* Source material *
* * *

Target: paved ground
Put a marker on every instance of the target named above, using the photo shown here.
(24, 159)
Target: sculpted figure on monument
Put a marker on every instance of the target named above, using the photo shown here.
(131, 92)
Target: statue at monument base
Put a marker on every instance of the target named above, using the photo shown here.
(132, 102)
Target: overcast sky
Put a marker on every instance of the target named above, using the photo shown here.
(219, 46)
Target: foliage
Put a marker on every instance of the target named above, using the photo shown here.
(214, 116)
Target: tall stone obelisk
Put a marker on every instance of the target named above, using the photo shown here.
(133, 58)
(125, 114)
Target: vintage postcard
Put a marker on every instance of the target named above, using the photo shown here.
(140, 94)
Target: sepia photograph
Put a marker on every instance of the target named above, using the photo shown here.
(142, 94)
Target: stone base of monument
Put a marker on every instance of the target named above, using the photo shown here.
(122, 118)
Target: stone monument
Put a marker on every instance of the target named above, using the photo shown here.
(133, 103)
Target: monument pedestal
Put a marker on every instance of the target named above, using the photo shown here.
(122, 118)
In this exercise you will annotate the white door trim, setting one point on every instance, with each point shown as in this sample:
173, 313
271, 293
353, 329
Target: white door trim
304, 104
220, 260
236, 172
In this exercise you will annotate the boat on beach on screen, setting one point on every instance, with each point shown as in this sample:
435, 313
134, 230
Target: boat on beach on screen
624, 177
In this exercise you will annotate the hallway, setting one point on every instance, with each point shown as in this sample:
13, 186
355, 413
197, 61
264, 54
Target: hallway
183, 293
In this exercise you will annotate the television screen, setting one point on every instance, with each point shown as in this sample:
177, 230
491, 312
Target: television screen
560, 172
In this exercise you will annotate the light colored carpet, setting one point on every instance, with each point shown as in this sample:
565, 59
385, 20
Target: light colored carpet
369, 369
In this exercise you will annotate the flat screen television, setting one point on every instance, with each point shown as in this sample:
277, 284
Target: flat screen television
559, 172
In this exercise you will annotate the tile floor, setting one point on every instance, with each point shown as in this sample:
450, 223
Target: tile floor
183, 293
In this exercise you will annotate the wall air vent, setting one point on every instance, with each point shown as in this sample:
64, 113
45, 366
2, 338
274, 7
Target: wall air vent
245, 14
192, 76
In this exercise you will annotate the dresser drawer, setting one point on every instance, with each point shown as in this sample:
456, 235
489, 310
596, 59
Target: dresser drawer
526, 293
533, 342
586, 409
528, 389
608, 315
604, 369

* * *

* Problem to work on *
Rescale the listing from the line containing "In this exercise you will annotate the flat" through the end of the listing, both ends included, and reproduce every line of that stretch with the requests and their sample coordinates unchanged, but with each answer point coordinate multiplied by 0.7 and rounded to a whole number, halves rounded up. Give only those lines.

* Exercise solution *
In this exercise you will annotate the flat screen television, setting one point on every instance, with each point shown as in this sample:
277, 284
Target: flat screen television
391, 120
In this exercise you will annotate the tile floor, setting one point on every instance, with each point shown as in this sample:
450, 223
Target: tile floor
128, 205
In this exercise you will annotate the wall air vent, setting one point on every instance, with each point shown as in this sample:
64, 113
45, 366
2, 338
274, 7
Target: wall air vent
172, 10
134, 53
In this exercise you will annotate the dresser drawer, setting one point on every instance, with each point shown as in this sample:
456, 235
489, 310
596, 59
Target: dresser drawer
368, 205
373, 239
410, 286
370, 272
426, 221
423, 258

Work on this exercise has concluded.